_Task directions_
Please copy the section of the C++ FST operations text between "For the state" and "a known StdVectorFst).", inclusive.

_Text excerpt_
For the state and arc iterators, you will get the greatest efficiency if you specify the most specific FST class as the iterator template argument (e.g., ArcIterator<StdVectorFst> rather than ArcIterator<StdFst> for a known StdVectorFst).

The C++ FST operations come in three general forms:

  • Destructive: When an operation, like Connect, modifies its input, it has the form:
void Connect(MutableFst<Arc> *fst);
  • Constructive: When an operation, like Reverse, creates a new expanded Fst, it has the form:
void Reverse(const Fst<Arc> &infst, MutableFst<Arc> *outfst);
  • Delayed: When an operation, like ComposeFst, creates a lazy-evaluated Fst, it is a new unexpanded Fst class of the form:
ComposeFst<Arc>(const Fst<Arc> &fst1, const Fst<Arc> &fst2); 

Delayed Fsts have constant time-class constructors. When components of delayed Fsts are accessed through the Fst interface, the automaton is built dynamically, just enough to respond to the accesses requested. It is important that the object access conventions are observed for correct operation.

Several operations, like Union, come in more than one of the above forms.

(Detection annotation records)
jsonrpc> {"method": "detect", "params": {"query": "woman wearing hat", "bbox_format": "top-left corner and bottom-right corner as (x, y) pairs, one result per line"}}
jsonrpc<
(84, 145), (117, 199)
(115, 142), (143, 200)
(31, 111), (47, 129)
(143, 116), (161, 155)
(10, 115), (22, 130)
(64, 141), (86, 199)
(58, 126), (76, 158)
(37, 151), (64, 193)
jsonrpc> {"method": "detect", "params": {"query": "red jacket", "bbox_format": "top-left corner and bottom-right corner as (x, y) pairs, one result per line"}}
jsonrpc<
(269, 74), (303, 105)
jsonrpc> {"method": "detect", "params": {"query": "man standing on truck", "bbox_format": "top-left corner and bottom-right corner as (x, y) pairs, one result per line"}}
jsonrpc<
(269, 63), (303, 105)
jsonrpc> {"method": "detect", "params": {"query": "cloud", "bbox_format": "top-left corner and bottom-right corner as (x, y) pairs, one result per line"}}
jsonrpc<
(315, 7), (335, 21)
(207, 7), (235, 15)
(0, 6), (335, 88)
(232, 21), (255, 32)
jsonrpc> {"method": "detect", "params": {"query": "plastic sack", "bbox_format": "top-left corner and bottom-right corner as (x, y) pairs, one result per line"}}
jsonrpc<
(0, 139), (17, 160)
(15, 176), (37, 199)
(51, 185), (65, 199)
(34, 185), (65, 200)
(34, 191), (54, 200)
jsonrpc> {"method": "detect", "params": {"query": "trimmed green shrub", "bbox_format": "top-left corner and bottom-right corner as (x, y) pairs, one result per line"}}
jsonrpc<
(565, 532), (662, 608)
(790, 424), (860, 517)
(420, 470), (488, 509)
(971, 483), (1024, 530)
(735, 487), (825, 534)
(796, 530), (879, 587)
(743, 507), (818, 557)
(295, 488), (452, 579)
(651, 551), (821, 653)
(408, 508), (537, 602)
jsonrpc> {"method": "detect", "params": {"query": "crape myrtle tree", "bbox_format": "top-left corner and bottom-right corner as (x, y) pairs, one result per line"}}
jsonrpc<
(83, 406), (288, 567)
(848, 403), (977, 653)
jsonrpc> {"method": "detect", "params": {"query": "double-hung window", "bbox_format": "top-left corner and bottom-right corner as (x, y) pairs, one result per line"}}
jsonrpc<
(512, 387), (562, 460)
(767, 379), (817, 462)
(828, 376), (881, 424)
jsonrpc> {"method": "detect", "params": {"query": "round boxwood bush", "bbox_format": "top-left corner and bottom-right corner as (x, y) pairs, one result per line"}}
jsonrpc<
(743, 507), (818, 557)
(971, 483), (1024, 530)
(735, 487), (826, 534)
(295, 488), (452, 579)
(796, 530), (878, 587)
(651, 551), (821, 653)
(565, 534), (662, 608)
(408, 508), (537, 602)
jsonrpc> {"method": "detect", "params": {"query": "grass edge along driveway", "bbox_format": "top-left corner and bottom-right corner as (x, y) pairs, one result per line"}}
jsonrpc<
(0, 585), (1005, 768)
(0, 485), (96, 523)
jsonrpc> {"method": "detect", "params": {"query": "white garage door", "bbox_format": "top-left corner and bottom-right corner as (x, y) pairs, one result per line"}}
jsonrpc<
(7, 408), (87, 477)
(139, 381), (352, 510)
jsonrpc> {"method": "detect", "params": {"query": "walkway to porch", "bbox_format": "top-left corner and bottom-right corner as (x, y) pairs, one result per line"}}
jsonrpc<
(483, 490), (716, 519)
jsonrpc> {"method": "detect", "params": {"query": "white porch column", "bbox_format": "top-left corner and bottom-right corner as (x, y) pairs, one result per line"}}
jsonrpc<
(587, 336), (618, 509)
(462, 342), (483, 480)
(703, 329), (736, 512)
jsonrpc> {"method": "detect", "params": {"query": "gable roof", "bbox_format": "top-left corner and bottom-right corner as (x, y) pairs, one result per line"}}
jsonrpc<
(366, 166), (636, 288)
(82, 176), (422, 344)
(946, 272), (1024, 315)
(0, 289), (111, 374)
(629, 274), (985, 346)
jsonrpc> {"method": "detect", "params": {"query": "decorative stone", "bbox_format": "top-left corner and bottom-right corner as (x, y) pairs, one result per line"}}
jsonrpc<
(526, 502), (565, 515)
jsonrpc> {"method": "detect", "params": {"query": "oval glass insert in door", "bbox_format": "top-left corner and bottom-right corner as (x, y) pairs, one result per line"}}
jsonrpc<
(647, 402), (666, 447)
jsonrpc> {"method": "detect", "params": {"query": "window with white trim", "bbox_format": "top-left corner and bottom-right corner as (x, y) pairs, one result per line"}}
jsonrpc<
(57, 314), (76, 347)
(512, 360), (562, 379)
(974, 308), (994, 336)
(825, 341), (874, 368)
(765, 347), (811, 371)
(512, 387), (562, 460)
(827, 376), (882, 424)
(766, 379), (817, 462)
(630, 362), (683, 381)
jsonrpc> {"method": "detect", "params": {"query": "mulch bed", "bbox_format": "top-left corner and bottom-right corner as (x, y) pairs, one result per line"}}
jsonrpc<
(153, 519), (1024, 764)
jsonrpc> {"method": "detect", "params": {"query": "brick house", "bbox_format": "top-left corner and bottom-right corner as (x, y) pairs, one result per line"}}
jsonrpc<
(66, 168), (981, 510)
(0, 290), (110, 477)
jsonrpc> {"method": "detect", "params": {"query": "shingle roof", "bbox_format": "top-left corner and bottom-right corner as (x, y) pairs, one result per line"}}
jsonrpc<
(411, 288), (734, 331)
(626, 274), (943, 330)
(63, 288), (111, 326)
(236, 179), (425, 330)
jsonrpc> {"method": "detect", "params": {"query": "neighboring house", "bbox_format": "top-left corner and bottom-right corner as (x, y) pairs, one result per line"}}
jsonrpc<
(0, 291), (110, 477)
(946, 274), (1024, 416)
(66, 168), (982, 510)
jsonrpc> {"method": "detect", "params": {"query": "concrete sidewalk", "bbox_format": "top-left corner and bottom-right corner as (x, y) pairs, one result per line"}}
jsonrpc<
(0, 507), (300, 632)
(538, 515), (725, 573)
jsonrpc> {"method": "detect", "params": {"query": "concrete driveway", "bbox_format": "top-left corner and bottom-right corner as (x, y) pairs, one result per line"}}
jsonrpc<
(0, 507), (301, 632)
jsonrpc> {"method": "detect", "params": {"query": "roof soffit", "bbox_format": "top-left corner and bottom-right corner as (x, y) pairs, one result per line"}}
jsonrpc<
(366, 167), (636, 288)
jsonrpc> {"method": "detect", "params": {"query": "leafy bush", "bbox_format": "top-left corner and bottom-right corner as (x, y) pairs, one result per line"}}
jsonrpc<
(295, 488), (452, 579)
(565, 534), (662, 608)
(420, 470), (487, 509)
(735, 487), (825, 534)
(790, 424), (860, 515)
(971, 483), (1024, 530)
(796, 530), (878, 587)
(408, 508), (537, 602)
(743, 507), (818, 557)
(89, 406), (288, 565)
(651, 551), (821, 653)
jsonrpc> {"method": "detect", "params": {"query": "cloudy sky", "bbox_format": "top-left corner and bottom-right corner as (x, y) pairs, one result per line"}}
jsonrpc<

_Exercise output_
For the state and arc iterators, you will get the greatest efficiency if you specify the most specific FST class as the iterator template argument (e.g., ArcIterator<StdVectorFst> rather than ArcIterator<StdFst> for a known StdVectorFst).